◆ Goal of the exercise ◆
Your answer must be an exact copy of the data, without any pictures.

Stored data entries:
== == ==

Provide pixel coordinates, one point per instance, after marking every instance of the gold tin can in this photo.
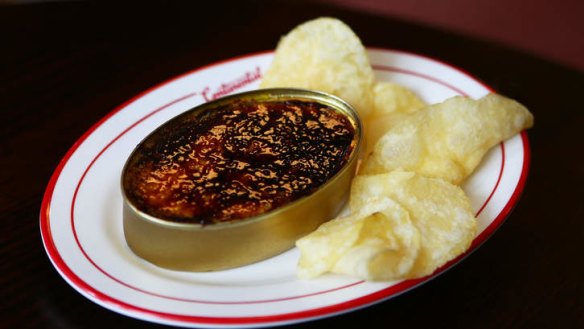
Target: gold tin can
(218, 246)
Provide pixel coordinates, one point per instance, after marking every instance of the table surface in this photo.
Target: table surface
(66, 65)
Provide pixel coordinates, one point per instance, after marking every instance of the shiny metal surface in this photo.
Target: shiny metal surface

== == ==

◆ Solution for this task ◆
Provide pixel coordinates, one point per instance, after marking every instance of the gold tin can in this photo.
Target: gold tin can
(218, 246)
Provide pixel coordinates, one point per instance, after marking every instance of the table surface in this photo.
Target: table surface
(66, 65)
Provide pixel coordinates, one point per instance, after marking every instance of the shiny metal surface in this photo.
Target: shiny metal surface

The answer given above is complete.